Le cadre était maison et la fourche qu'il avait adaptée provenait d'une Harley-Davidson. Par la suite, Mathieu s'est installé à Clermont et, moyennant quelques heures de travail dans son atelier, j'ai pu bénéficier des pièces que je ne pouvait fabriquer.
J'ai obtenu ainsi une suspension arrière de DS Malterre, dont Mathieu avait été agent, pour mon cadre spécial. Plus tard, j'ai récupéré le cache d'ACT en tôle de Mathieu quand il utilisait le double arbre "usine".
Ta moto était entièrement personnelle ?
- Oui, j'ai réalisé le cadre, classique simple berceau dédoublé, chez Transac-Moto à Clermont. Le réservoir est un Mottaz agrandi et ressoudé par "Jules", dans son échoppe. "Ouie, ouie, ouie, ça pète, ça pète !" Mais il en fallait plus pour intimider son chalumeau !
La fourche est une Grazzini, la suspension arrière vient de chez DS Malterre avec un amortisseur à friction monté sur compas. Freins Saperli, diamètre 160 à l'avant et 130 à l'arrière (NDLR : influence Mathieu/DS Malterre dont c'était la monte), pneus Dunlop 600x65 à l'avant et 3,25x17 à l'arrière.
J'ai couru jusqu'en 1956 avec le 175 AMC culbuté.
Les tarnsformations étaient classiques : volant SAFI, incapable de dépasser 7.000 tours/minute sans exploser, était remplacé par un volant d'inertie en acier, l'allumage étant assuré par une magnéto Morel placée à l'avant et entrainée par chaîne.
J'ai d'abord monté un carburateur Amac de 24 mm, puis un Amal Grand Prix de 25,4 mm (1 pouce), avec cuve séparée tous les deux ; bougie Marchal Course 32/2.

__DONNÉES RELEVÉES__:
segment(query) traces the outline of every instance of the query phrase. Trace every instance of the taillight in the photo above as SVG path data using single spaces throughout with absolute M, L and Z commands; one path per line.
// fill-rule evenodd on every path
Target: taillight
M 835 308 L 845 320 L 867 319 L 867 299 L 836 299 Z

__CONSIGNE__:
Extrayez à l'identique, de l'extrait sur la moto de course, la partie qui s'ouvre sur les mots contenant « J'ai obtenu ainsi » et se ferme sur « son chalumeau ! ».

__CORRIGÉ__:
J'ai obtenu ainsi une suspension arrière de DS Malterre, dont Mathieu avait été agent, pour mon cadre spécial. Plus tard, j'ai récupéré le cache d'ACT en tôle de Mathieu quand il utilisait le double arbre "usine".
Ta moto était entièrement personnelle ?
- Oui, j'ai réalisé le cadre, classique simple berceau dédoublé, chez Transac-Moto à Clermont. Le réservoir est un Mottaz agrandi et ressoudé par "Jules", dans son échoppe. "Ouie, ouie, ouie, ça pète, ça pète !" Mais il en fallait plus pour intimider son chalumeau !